Вскоре по возвращении в Москву Борис Леонидович пришел к Нейгаузу и принес ему рукописи двух написанных в Ирпене баллад, одна из которых была посвящена Генриху Густавовичу, вторая — его жене. Это подношение сопровождалось откровенным признанием: Пастернак рассказал другу о своем чувстве к Зинаиде Николаевне и предупредил его, что никак не может этого изменить. Генрих Густавович опечалился, но никакой вражды между друзьями не возникло — слишком сильны были взаимное уважение и любовь. Кроме того, относительное спокойствие Нейгауза, вероятно, объяснялось еще и тем, что у него одновременно и параллельно с Зинаидой Николаевной и детьми от нее была и другая семья — там росла его дочь, рождение которой пришлось на время между рождениями двух сыновей. Это обстоятельство тайной для Зинаиды Николаевны не являлось.
▬▬▬▬▬▬▬▬▬▬
**УСЛОВИЯ ЗАДАНИЯ**
A: Перечислите всех людей, которых отрывок о Пастернаке и Нейгаузе называет по имени. Для каждого приведите имя, отчество и фамилию в том объеме, в каком их дает отрывок.
B: Выпишите из отрывка о Пастернаке и Нейгаузе всё, начиная со слов «Вскоре по возвращении» и вплоть до слов «Николаевны не являлось.».
C: Продолжите отрывок о Пастернаке и Нейгаузе, начав сразу после его последнего предложения.

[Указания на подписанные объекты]
▬▬▬▬▬▬▬▬▬▬
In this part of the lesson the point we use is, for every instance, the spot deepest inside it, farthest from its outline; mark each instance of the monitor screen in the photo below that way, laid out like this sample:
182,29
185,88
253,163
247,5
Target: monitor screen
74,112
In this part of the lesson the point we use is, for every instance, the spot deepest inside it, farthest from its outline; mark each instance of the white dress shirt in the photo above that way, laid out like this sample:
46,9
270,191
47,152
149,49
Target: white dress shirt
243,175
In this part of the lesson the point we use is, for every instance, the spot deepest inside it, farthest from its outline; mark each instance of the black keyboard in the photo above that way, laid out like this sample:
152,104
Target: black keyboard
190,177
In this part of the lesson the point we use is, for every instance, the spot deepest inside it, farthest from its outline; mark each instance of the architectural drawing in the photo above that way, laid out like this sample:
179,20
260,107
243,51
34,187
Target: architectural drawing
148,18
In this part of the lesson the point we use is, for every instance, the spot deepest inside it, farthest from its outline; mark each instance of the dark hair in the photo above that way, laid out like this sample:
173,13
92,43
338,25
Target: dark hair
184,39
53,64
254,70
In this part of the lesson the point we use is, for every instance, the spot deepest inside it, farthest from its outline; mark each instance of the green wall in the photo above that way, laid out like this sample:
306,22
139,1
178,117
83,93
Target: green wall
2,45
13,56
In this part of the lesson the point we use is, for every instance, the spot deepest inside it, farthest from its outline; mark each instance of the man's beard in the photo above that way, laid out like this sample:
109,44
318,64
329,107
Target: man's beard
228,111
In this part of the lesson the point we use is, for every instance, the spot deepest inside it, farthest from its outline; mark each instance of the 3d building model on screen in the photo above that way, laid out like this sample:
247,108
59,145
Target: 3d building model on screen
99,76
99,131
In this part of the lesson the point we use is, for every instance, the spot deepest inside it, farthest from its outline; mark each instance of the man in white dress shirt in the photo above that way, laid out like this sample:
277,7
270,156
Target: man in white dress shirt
▬▬▬▬▬▬▬▬▬▬
**ОТВЕТЫ ПО ЗАДАНИЯМ**
A:
- Борис Леонидович Пастернак
- Генрих Густавович Нейгауз
- Зинаида Николаевна

B:
Вскоре по возвращении в Москву Борис Леонидович пришел к Нейгаузу и принес ему рукописи двух написанных в Ирпене баллад, одна из которых была посвящена Генриху Густавовичу, вторая — его жене. Это подношение сопровождалось откровенным признанием: Пастернак рассказал другу о своем чувстве к Зинаиде Николаевне и предупредил его, что никак не может этого изменить. Генрих Густавович опечалился, но никакой вражды между друзьями не возникло — слишком сильны были взаимное уважение и любовь. Кроме того, относительное спокойствие Нейгауза, вероятно, объяснялось еще и тем, что у него одновременно и параллельно с Зинаидой Николаевной и детьми от нее была и другая семья — там росла его дочь, рождение которой пришлось на время между рождениями двух сыновей. Это обстоятельство тайной для Зинаиды Николаевны не являлось.

C:
Всю осень продолжалась внешне прежняя жизнь. Нейгауз давал концерты, после них устраивались «пиры», которые затягивались далеко за полночь. В декабре он уехал на длительный срок в турне по Сибири, и Борис Леонидович стал по несколько раз в день бывать у Зинаиды Николаевны. Вот в этот период, как следует из ее воспоминаний, она ощутила к нему ответное чувство. В середине января 1931 года Пастернак не выдержал и во всем признался Евгении Владимировне, которая была потрясена, возмущена, смертельно обижена происшедшим и потребовала, чтобы он немедленно ушел из дома. Впоследствии она сожалела о своем решении: получилось так, что она сама отказалась от дальнейшей борьбы. Борис Леонидович писал жене о пережитом год спустя: «Ты помнишь зимний вечер, когда невозможность дальше жить вместе встала передо мною с такой тоской, что ясности насильственного конца, пережитого в воображеньи, и мысли, что с тобою, близкой и любимой я успею проститься, а с Зиной, страшно любимой той недомашней, убийственно мгновенной любовью, какую можно проверить именно мигом прощанья со всею жизнью и со всею землей, проститься не успею, было достаточно, чтобы я разрыдался и все при этом обнаружилось»{192}.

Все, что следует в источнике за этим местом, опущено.